[Items listed in a dataset]

☆ ☆ ☆ ☆ ☆ ☆ ☆

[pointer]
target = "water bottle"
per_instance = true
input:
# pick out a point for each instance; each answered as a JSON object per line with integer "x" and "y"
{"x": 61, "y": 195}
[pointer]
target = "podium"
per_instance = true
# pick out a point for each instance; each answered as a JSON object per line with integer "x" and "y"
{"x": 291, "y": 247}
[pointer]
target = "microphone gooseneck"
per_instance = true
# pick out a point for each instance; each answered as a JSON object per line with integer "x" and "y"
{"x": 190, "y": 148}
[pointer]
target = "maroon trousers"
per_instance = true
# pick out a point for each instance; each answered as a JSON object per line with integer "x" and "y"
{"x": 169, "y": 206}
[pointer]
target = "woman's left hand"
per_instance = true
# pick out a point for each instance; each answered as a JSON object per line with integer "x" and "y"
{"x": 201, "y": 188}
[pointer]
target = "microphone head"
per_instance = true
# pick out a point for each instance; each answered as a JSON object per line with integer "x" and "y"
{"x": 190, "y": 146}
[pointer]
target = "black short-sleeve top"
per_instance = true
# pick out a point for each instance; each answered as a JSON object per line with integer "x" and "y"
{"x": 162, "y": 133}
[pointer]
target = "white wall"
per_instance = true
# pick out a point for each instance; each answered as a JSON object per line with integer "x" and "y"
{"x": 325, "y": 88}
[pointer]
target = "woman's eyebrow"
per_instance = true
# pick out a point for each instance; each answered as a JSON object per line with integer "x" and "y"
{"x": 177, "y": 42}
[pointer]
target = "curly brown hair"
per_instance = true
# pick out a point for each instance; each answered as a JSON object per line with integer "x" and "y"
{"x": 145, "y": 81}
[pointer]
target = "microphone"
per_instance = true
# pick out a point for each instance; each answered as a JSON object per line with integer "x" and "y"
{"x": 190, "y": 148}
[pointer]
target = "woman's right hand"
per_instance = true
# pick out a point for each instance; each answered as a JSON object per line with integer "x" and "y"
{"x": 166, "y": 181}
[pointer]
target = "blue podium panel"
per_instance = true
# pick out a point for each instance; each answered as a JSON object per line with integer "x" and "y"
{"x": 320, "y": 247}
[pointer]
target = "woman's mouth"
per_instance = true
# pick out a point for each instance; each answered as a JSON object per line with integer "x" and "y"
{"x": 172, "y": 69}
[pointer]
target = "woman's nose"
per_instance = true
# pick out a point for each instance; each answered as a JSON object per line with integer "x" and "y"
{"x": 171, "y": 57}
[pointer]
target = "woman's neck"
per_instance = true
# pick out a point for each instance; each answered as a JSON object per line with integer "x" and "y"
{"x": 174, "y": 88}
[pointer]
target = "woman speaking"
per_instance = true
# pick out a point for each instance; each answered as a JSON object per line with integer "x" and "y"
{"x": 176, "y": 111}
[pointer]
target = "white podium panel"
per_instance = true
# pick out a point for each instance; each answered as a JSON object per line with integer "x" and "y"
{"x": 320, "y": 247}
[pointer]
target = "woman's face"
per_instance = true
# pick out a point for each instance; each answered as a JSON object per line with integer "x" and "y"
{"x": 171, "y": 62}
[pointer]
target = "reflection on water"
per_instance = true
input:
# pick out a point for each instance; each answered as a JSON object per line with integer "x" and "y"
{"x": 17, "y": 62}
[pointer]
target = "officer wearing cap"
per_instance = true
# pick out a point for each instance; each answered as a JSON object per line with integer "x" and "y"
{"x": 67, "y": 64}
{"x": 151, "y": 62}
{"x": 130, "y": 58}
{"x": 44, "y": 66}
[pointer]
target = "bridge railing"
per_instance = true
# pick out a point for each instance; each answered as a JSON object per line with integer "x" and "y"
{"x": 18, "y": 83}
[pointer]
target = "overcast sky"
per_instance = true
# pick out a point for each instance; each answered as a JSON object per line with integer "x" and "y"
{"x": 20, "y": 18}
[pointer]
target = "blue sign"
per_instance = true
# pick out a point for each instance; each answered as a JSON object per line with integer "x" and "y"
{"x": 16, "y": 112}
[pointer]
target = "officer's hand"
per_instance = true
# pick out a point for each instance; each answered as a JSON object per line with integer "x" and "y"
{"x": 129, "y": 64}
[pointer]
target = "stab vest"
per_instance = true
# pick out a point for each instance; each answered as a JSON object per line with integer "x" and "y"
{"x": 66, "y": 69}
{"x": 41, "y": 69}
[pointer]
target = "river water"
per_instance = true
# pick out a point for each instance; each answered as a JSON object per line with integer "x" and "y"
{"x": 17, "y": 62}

☆ ☆ ☆ ☆ ☆ ☆ ☆

With nothing added or dropped, write out every entry.

■ **Solution to this exercise**:
[pointer]
target = "water bottle"
per_instance = true
input:
# pick out a point for each instance; each answered as a JSON object per line with integer "x" and "y"
{"x": 61, "y": 195}
[pointer]
target = "podium"
per_instance = true
# pick out a point for each instance; each answered as a JSON object per line with integer "x" and "y"
{"x": 291, "y": 247}
[pointer]
target = "microphone gooseneck"
per_instance = true
# pick out a point for each instance; each answered as a JSON object per line with integer "x" and "y"
{"x": 190, "y": 148}
[pointer]
target = "maroon trousers"
per_instance = true
# pick out a point for each instance; each answered as a JSON object per line with integer "x" and "y"
{"x": 169, "y": 206}
[pointer]
target = "woman's left hand"
per_instance = true
# pick out a point for each instance; each answered as a JSON object per line with integer "x" and "y"
{"x": 201, "y": 188}
[pointer]
target = "microphone head"
per_instance = true
# pick out a point for each instance; each answered as a JSON object per line with integer "x" and "y"
{"x": 190, "y": 146}
[pointer]
target = "black short-sleeve top"
per_instance = true
# pick out a point for each instance; each answered as a JSON object per line with integer "x" and "y"
{"x": 162, "y": 133}
[pointer]
target = "white wall"
per_instance = true
# pick out a point for each instance; each answered as a JSON object per line with integer "x" and "y"
{"x": 325, "y": 88}
[pointer]
target = "woman's eyebrow"
per_instance = true
# pick out a point for each instance; each answered as a JSON object per line with integer "x" and "y"
{"x": 177, "y": 42}
[pointer]
target = "curly brown hair"
per_instance = true
# pick out a point for each instance; each answered as a JSON object per line with integer "x" and "y"
{"x": 145, "y": 81}
[pointer]
target = "microphone"
per_instance = true
# pick out a point for each instance; each answered as a JSON object per line with integer "x" and "y"
{"x": 190, "y": 148}
[pointer]
target = "woman's right hand"
per_instance = true
# pick out a point for each instance; each answered as a JSON object per line with integer "x" and "y"
{"x": 166, "y": 181}
[pointer]
target = "blue podium panel"
per_instance = true
# pick out a point for each instance; each answered as a JSON object per line with integer "x" and "y"
{"x": 320, "y": 247}
[pointer]
target = "woman's mouth"
per_instance = true
# pick out a point for each instance; each answered as a JSON object per line with integer "x" and "y"
{"x": 172, "y": 69}
[pointer]
target = "woman's nose"
per_instance = true
# pick out a point for each instance; each answered as a JSON object per line with integer "x" and "y"
{"x": 171, "y": 57}
[pointer]
target = "woman's neck"
per_instance = true
# pick out a point for each instance; each answered as a JSON object per line with integer "x" and "y"
{"x": 174, "y": 88}
[pointer]
target = "woman speaking"
per_instance = true
# pick out a point for each instance; each answered as a JSON object per line with integer "x" and "y"
{"x": 176, "y": 111}
[pointer]
target = "white podium panel"
per_instance = true
# pick out a point for each instance; each answered as a JSON object per line with integer "x" and "y"
{"x": 320, "y": 247}
[pointer]
target = "woman's face"
per_instance = true
# pick out a point for each instance; each answered as a JSON object per line with integer "x" and "y"
{"x": 171, "y": 62}
[pointer]
target = "reflection on water"
per_instance = true
input:
# pick out a point for each instance; each answered as a JSON object per line with integer "x" and "y"
{"x": 17, "y": 62}
[pointer]
target = "officer wearing cap"
per_instance = true
# pick out a point for each instance; each answered as a JSON object per line with integer "x" and "y"
{"x": 67, "y": 64}
{"x": 151, "y": 62}
{"x": 130, "y": 58}
{"x": 44, "y": 66}
[pointer]
target = "bridge railing"
per_instance = true
# pick out a point for each instance; each answered as a JSON object per line with integer "x" and "y"
{"x": 18, "y": 83}
[pointer]
target = "overcast sky"
per_instance = true
# pick out a point for each instance; each answered as a JSON object per line with integer "x" and "y"
{"x": 20, "y": 18}
[pointer]
target = "blue sign"
per_instance = true
# pick out a point for each instance; each answered as a JSON object per line with integer "x" and "y"
{"x": 16, "y": 112}
[pointer]
target = "officer's hand"
per_instance = true
# pick out a point for each instance; each answered as a JSON object per line with integer "x" and "y"
{"x": 129, "y": 64}
[pointer]
target = "stab vest"
per_instance = true
# pick out a point for each instance; each answered as a JSON object per line with integer "x" and "y"
{"x": 66, "y": 69}
{"x": 41, "y": 69}
[pointer]
target = "river water"
per_instance = true
# pick out a point for each instance; each answered as a JSON object per line with integer "x" and "y"
{"x": 17, "y": 62}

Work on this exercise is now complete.